**Data for this exercise:**
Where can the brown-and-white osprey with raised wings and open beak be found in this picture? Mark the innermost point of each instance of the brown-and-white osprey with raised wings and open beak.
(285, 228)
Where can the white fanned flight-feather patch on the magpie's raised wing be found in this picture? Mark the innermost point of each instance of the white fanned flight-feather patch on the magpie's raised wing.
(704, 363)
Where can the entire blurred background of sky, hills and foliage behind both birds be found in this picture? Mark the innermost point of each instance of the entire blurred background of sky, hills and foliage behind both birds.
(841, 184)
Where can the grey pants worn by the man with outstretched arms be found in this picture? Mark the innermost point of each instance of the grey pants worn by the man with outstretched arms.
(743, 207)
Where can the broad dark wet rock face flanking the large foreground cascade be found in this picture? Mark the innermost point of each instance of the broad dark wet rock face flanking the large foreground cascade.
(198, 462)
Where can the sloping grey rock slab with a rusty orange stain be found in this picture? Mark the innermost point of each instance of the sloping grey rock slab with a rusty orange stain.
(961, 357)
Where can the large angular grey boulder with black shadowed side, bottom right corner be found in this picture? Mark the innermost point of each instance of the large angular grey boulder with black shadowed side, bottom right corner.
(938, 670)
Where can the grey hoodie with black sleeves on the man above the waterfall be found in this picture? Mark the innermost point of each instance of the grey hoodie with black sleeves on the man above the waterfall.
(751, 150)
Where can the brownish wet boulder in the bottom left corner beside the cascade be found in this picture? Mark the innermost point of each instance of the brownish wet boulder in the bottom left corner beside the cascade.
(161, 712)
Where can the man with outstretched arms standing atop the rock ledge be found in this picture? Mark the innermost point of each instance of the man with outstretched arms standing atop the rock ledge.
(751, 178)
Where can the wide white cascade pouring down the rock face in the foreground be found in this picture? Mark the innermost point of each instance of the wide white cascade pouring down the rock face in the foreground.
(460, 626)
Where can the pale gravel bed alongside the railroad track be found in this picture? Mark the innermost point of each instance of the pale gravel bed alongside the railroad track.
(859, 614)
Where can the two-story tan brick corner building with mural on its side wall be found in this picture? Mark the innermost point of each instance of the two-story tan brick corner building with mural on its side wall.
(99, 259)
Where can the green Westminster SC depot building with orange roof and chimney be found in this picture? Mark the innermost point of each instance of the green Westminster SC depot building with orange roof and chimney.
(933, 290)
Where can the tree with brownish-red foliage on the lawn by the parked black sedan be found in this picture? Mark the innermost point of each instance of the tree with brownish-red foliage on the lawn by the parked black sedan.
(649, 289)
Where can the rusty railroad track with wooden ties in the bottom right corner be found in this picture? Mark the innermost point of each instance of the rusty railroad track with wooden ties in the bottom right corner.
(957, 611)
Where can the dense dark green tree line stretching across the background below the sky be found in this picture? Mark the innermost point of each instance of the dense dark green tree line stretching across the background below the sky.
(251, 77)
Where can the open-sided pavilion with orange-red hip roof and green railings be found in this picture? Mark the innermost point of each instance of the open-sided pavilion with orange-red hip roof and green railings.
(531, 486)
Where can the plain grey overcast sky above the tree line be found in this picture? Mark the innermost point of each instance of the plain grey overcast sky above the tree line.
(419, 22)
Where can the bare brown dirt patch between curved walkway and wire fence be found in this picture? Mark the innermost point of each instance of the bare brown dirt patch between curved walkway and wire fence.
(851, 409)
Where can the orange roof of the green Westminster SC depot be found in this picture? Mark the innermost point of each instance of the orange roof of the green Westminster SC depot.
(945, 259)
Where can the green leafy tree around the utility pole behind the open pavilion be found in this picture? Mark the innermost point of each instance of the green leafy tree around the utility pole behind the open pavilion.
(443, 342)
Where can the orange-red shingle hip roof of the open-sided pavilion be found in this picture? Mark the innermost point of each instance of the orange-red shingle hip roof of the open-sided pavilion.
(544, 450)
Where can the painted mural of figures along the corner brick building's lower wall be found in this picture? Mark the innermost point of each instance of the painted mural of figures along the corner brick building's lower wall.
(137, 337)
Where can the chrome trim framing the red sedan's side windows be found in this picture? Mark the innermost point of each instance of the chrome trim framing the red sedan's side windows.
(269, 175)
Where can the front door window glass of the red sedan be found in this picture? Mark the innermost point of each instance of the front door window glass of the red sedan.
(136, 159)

**What the task asks:**
Verbatim reproduction of the entries is required.

**Result for this exercise:**
Where can the brown-and-white osprey with raised wings and open beak be found in this picture? Mark the innermost point of each instance of the brown-and-white osprey with raised wings and open beak.
(285, 228)
Where can the white fanned flight-feather patch on the magpie's raised wing be found in this picture? Mark the innermost point of each instance of the white fanned flight-feather patch on the magpie's raised wing.
(704, 363)
Where can the entire blurred background of sky, hills and foliage behind both birds be found in this picture? Mark the innermost point of each instance of the entire blurred background of sky, hills and foliage behind both birds.
(841, 184)
Where can the grey pants worn by the man with outstretched arms be found in this picture? Mark the innermost point of each instance of the grey pants worn by the man with outstretched arms.
(743, 207)
Where can the broad dark wet rock face flanking the large foreground cascade be found in this picture? Mark the innermost point of each instance of the broad dark wet rock face flanking the large foreground cascade.
(198, 462)
Where can the sloping grey rock slab with a rusty orange stain be found in this picture? Mark the innermost point of each instance of the sloping grey rock slab with a rusty orange stain.
(961, 357)
Where can the large angular grey boulder with black shadowed side, bottom right corner be found in this picture? Mark the innermost point of each instance of the large angular grey boulder with black shadowed side, bottom right corner.
(938, 670)
Where can the grey hoodie with black sleeves on the man above the waterfall be found in this picture? Mark the innermost point of each instance of the grey hoodie with black sleeves on the man above the waterfall.
(751, 150)
Where can the brownish wet boulder in the bottom left corner beside the cascade be found in this picture? Mark the innermost point of each instance of the brownish wet boulder in the bottom left corner beside the cascade.
(161, 712)
Where can the man with outstretched arms standing atop the rock ledge be found in this picture? Mark the innermost point of each instance of the man with outstretched arms standing atop the rock ledge.
(751, 178)
Where can the wide white cascade pouring down the rock face in the foreground be found in this picture? Mark the innermost point of each instance of the wide white cascade pouring down the rock face in the foreground.
(460, 626)
Where can the pale gravel bed alongside the railroad track be found in this picture? Mark the innermost point of each instance of the pale gravel bed alongside the railroad track.
(859, 614)
Where can the two-story tan brick corner building with mural on its side wall be found in this picture? Mark the innermost point of each instance of the two-story tan brick corner building with mural on its side wall.
(99, 259)
Where can the green Westminster SC depot building with orange roof and chimney be found in this picture? Mark the innermost point of each instance of the green Westminster SC depot building with orange roof and chimney.
(933, 290)
Where can the tree with brownish-red foliage on the lawn by the parked black sedan be found in this picture? Mark the innermost point of each instance of the tree with brownish-red foliage on the lawn by the parked black sedan.
(649, 289)
Where can the rusty railroad track with wooden ties in the bottom right corner be found in this picture? Mark the innermost point of each instance of the rusty railroad track with wooden ties in the bottom right corner.
(957, 611)
Where can the dense dark green tree line stretching across the background below the sky be found in this picture? Mark the innermost point of each instance of the dense dark green tree line stretching across the background below the sky.
(251, 77)
Where can the open-sided pavilion with orange-red hip roof and green railings be found in this picture? Mark the innermost point of each instance of the open-sided pavilion with orange-red hip roof and green railings.
(531, 486)
Where can the plain grey overcast sky above the tree line be found in this picture? Mark the innermost point of each instance of the plain grey overcast sky above the tree line.
(419, 22)
Where can the bare brown dirt patch between curved walkway and wire fence be found in this picture? Mark the innermost point of each instance of the bare brown dirt patch between curved walkway and wire fence.
(851, 409)
Where can the orange roof of the green Westminster SC depot be found in this picture? Mark the innermost point of each instance of the orange roof of the green Westminster SC depot.
(945, 259)
Where can the green leafy tree around the utility pole behind the open pavilion be found in this picture? Mark the innermost point of each instance of the green leafy tree around the utility pole behind the open pavilion.
(443, 342)
Where can the orange-red shingle hip roof of the open-sided pavilion be found in this picture? Mark the innermost point of each instance of the orange-red shingle hip roof of the open-sided pavilion.
(544, 450)
Where can the painted mural of figures along the corner brick building's lower wall be found in this picture? Mark the innermost point of each instance of the painted mural of figures along the corner brick building's lower wall.
(137, 337)
Where can the chrome trim framing the red sedan's side windows be found in this picture? Mark the innermost point of each instance of the chrome trim framing the red sedan's side windows.
(269, 175)
Where can the front door window glass of the red sedan be found in this picture? Mark the innermost point of each instance of the front door window glass of the red sedan.
(136, 159)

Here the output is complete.